Provided entries -

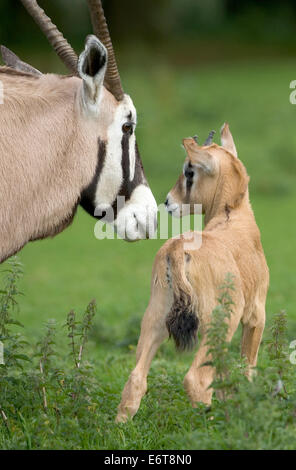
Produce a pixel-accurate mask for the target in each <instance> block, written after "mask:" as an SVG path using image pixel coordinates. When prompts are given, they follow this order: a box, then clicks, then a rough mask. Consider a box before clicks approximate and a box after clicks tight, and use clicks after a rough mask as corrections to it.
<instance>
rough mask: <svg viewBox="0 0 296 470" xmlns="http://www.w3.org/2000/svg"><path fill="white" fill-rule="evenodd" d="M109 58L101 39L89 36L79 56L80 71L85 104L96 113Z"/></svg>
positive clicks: (87, 108)
mask: <svg viewBox="0 0 296 470" xmlns="http://www.w3.org/2000/svg"><path fill="white" fill-rule="evenodd" d="M107 59H108V54H107V50H106V48H105V46H104V45H103V44H102V43H101V41H99V39H98V38H97V37H96V36H94V35H90V36H88V37H87V39H86V43H85V49H84V51H83V52H82V54H81V55H80V56H79V60H78V73H79V76H80V77H81V78H82V80H83V104H84V106H85V108H86V109H87V110H88V111H90V112H93V113H94V114H97V113H98V104H99V100H100V94H101V91H102V88H103V84H104V77H105V73H106V68H107Z"/></svg>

Task instructions -
Reproduce the listing above verbatim, omitting the picture.

Solution to this task -
Produce a pixel-accurate mask for the target in each <instance> block, written after "mask:" as an SVG path using image pixel coordinates. When prompts are given, they follow this order: a box, then clicks, then a rough mask. Consider a box before clicks approximate and a box after clicks tight, and use clicks after a rough mask as corrections to it.
<instance>
rough mask: <svg viewBox="0 0 296 470" xmlns="http://www.w3.org/2000/svg"><path fill="white" fill-rule="evenodd" d="M109 58L101 39L89 36L79 56L80 71L85 104L96 113Z"/></svg>
positive clicks: (87, 108)
mask: <svg viewBox="0 0 296 470" xmlns="http://www.w3.org/2000/svg"><path fill="white" fill-rule="evenodd" d="M107 59H108V54H107V50H106V48H105V46H104V45H103V44H102V43H101V41H99V39H98V38H97V37H96V36H94V35H90V36H88V37H87V39H86V43H85V49H84V51H83V52H82V54H81V55H80V56H79V60H78V73H79V76H80V77H81V78H82V80H83V104H84V106H85V108H86V109H87V110H88V111H90V112H93V113H94V114H97V113H98V104H99V100H100V94H101V91H102V88H103V84H104V77H105V73H106V68H107Z"/></svg>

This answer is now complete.